Entries from a point annotation set:
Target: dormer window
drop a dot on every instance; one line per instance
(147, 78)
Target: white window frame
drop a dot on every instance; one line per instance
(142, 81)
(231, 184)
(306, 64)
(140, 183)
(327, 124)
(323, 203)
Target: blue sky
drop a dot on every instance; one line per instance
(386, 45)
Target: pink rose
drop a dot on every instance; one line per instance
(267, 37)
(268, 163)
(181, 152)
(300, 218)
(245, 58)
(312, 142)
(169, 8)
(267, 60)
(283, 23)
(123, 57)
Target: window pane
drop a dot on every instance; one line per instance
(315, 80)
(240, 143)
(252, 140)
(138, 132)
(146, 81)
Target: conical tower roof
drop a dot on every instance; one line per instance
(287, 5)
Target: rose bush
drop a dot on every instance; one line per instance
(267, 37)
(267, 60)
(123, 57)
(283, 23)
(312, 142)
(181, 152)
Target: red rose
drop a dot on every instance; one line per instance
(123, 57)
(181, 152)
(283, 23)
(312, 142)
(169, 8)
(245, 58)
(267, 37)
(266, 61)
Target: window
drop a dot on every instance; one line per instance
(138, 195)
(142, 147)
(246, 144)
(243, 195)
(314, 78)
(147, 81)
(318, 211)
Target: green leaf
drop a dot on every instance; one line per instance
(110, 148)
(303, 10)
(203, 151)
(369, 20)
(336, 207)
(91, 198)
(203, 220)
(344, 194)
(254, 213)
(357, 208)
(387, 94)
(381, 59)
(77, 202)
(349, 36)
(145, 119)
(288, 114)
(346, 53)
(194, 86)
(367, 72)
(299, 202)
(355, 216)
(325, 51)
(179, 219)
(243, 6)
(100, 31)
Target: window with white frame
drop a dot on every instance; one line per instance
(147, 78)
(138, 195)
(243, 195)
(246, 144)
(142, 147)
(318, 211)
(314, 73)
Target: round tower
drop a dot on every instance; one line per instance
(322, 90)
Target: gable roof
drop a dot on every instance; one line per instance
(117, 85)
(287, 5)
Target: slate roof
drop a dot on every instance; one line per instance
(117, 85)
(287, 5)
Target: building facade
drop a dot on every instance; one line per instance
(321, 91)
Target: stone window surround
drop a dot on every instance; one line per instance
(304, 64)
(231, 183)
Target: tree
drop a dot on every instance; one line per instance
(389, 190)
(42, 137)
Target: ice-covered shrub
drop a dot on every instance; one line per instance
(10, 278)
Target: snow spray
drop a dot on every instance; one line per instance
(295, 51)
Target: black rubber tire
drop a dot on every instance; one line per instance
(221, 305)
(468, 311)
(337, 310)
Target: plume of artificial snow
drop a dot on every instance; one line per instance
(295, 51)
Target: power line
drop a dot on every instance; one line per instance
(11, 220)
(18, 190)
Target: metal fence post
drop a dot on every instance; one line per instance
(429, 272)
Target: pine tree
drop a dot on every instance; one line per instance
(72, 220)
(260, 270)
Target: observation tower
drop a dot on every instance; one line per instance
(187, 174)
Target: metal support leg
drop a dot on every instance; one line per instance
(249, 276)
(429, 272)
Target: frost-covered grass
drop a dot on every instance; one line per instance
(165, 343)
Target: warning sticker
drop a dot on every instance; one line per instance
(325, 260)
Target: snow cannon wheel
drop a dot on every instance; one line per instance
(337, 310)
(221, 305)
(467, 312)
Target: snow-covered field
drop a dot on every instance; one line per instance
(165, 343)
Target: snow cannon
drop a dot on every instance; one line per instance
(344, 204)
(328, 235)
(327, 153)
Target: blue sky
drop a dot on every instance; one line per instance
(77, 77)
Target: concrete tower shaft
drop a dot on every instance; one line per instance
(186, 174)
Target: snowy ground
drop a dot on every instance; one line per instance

> **WORK REQUIRED**:
Repeat word for word the lines running from the line containing "Target: gable roof" to the end of the entries above, inclusive.

> **EXERCISE ANSWER**:
Target: gable roof
drop a dot on every instance; one line per instance
(117, 85)
(287, 5)
Target: slate roof
drop a dot on every instance; one line per instance
(117, 85)
(287, 5)
Target: building facade
drop a dot on every instance; one line per instance
(321, 91)
Target: stone window surround
drop a dot on every instance; one line per instance
(304, 64)
(231, 183)
Target: tree
drop a dot on every instance; one line per instance
(389, 190)
(42, 137)
Target: ice-covered shrub
drop a dot on every instance; one line per instance
(10, 278)
Target: snow spray
drop a dot on every instance; one line per instance
(295, 51)
Target: black rubber tire
drop a dot on every instance; one line per instance
(221, 305)
(468, 311)
(337, 310)
Target: plume of artificial snow
drop a dot on every instance; one line per instance
(295, 51)
Target: power line
drop a dot on every instance; one line per instance
(11, 220)
(18, 190)
Target: metal fence post
drop a dot on every instance; one line per instance
(429, 272)
Target: pine tree
drop a dot on every instance; one line per instance
(72, 220)
(260, 270)
Target: observation tower
drop a dot on every instance; one line per instance
(187, 174)
Target: metal support leg
drop a dot on every instance; one line per instance
(249, 276)
(429, 272)
Target: frost-covered grass
drop a dot on every instance; one line per instance
(165, 343)
Target: warning sticker
drop a dot on every instance; one line per instance
(325, 260)
Target: snow cannon wheel
drop a dot on every instance; one line per instance
(337, 310)
(221, 305)
(467, 312)
Target: snow-covered field
drop a dot on every instance; one line per instance
(165, 343)
Target: snow cannon
drop a dot on every instance; one line per instance
(344, 204)
(328, 235)
(327, 153)
Target: blue sky
drop a dot on every instance; one line per instance
(77, 77)
Target: concrete tower shaft
drop a dot on every instance; one line per instance
(186, 174)
Target: snowy ground
drop a dot on every instance; one line per instance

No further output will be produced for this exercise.